- INPUT DATA:
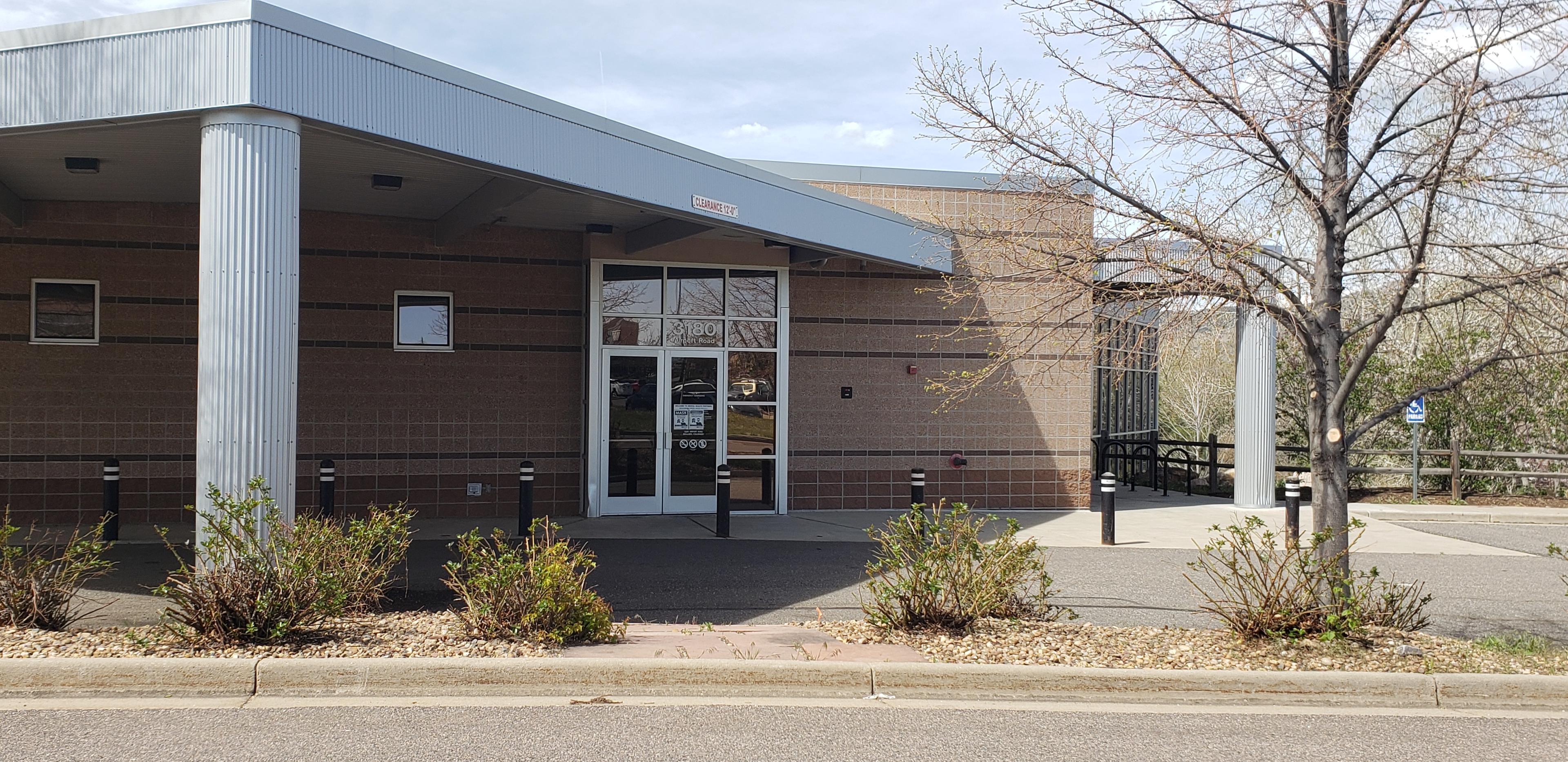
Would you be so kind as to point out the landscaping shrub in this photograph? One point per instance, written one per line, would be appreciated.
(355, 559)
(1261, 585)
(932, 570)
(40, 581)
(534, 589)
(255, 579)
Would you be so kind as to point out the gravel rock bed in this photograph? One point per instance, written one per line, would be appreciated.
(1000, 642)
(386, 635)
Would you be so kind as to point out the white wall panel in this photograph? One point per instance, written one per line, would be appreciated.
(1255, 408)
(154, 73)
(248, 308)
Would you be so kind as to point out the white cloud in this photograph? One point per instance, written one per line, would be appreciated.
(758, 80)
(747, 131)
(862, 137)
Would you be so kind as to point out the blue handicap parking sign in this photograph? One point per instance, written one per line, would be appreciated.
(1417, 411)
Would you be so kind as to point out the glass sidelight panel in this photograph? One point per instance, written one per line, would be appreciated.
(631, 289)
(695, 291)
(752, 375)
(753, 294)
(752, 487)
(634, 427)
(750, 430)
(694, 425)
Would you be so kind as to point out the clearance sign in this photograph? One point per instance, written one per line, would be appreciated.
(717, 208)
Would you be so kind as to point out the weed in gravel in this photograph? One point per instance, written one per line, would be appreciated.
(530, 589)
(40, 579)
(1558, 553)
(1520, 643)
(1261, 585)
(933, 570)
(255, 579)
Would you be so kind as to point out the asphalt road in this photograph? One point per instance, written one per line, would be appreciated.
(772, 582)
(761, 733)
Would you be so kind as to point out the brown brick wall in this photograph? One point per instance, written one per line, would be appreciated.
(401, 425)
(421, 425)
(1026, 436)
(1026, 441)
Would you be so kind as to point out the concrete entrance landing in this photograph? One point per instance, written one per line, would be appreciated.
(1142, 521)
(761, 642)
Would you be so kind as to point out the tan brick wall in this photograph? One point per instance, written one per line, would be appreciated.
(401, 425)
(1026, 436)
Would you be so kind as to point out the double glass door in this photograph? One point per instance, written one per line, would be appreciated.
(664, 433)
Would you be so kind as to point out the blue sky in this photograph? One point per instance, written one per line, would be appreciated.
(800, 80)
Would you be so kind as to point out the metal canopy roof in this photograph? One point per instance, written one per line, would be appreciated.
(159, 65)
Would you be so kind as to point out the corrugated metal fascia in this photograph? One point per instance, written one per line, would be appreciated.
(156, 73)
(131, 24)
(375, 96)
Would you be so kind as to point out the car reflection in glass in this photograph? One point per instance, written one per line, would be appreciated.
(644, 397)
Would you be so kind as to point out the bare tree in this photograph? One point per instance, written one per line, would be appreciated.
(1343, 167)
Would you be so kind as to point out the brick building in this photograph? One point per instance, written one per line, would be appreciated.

- TASK BRIEF: Rewrite every line of the records above as a Markdown table with a Row column holding a running number and an Entry column holding the line, skipping blank lines. Leave the pictures out of the table.

- FULL ANSWER:
| Row | Entry |
|---|---|
| 1 | Would you be so kind as to point out the landscaping shrub in this photograph? One point per instance, written one per line, would be appreciated. |
| 2 | (355, 559) |
| 3 | (1261, 585) |
| 4 | (932, 570) |
| 5 | (40, 581) |
| 6 | (534, 589) |
| 7 | (255, 579) |
| 8 | Would you be so kind as to point out the gravel rock bed in this photograph? One point per instance, written one per line, would be appreciated. |
| 9 | (1000, 642) |
| 10 | (386, 635) |
| 11 | Would you be so kind as to point out the white wall panel in this photograph? One point per instance, written one per line, would be appreciated. |
| 12 | (1255, 408) |
| 13 | (154, 73) |
| 14 | (248, 308) |
| 15 | Would you be so kind as to point out the white cloud in this photograph? One point per instance, written one per line, would be appreciated. |
| 16 | (758, 80) |
| 17 | (747, 131) |
| 18 | (862, 137) |
| 19 | Would you be so kind as to point out the blue handicap parking sign in this photograph? One point per instance, written one per line, would be appreciated. |
| 20 | (1417, 411) |
| 21 | Would you be so kind as to point out the glass sidelight panel in this photograph? One point per instance, written one per line, would be appreciated. |
| 22 | (631, 289) |
| 23 | (695, 291) |
| 24 | (752, 375) |
| 25 | (753, 294) |
| 26 | (752, 487) |
| 27 | (634, 427) |
| 28 | (750, 430) |
| 29 | (694, 425) |
| 30 | Would you be so kind as to point out the clearance sign in this photograph? One point per instance, written one per line, would be appreciated. |
| 31 | (717, 208) |
| 32 | Would you be so kind as to point out the weed in gravel in this photograph? One point per instance, written one per line, would be appreciated. |
| 33 | (530, 589) |
| 34 | (40, 579) |
| 35 | (1558, 553) |
| 36 | (1520, 643) |
| 37 | (1261, 585) |
| 38 | (933, 570) |
| 39 | (255, 579) |
| 40 | Would you be so kind as to point out the asphalt road in this photograph? One point per instance, written one per line, would be appreciated. |
| 41 | (772, 582) |
| 42 | (761, 733) |
| 43 | Would you be so kind as to point out the brown brick wall in this photograph? One point per instance, written one per line, would be appreciated. |
| 44 | (401, 425) |
| 45 | (421, 425) |
| 46 | (1026, 436) |
| 47 | (1026, 441) |
| 48 | Would you be so kind as to point out the concrete entrance landing in this photograph? One point per instance, written one per line, would be appreciated. |
| 49 | (1142, 521) |
| 50 | (761, 642) |
| 51 | Would you be so kind as to point out the tan brick wall in this photograph? One point per instance, written one per line, would be appreciated. |
| 52 | (401, 425) |
| 53 | (1026, 436) |
| 54 | Would you be so kind as to point out the double glass door in this photograph? One point per instance, written one per line, would be appreciated. |
| 55 | (664, 433) |
| 56 | Would you be so kind as to point out the blue sky in this photograph? One point per instance, written one per line, would be appreciated. |
| 57 | (800, 80) |
| 58 | Would you be so kind as to point out the metal canopy roof in this photograph? One point per instance, written one per line, would be appreciated. |
| 59 | (159, 65) |
| 60 | Would you be so kind as to point out the corrugated metal fascia in this photograph? One point per instance, written one per line, would be appreciated. |
| 61 | (156, 73) |
| 62 | (131, 24) |
| 63 | (375, 96) |
| 64 | Would you be so kind as to point out the car reflection in glass in this photograph? One point per instance, written one per line, would be appreciated. |
| 65 | (644, 397) |
| 66 | Would you be so kind as to point out the bare tree in this photograph? One point per instance, written one per line, would be appreciated. |
| 67 | (1343, 167) |
| 68 | Would you be so kind as to point out the brick building in this photograph? One point per instance, written one per line, would be appreciated. |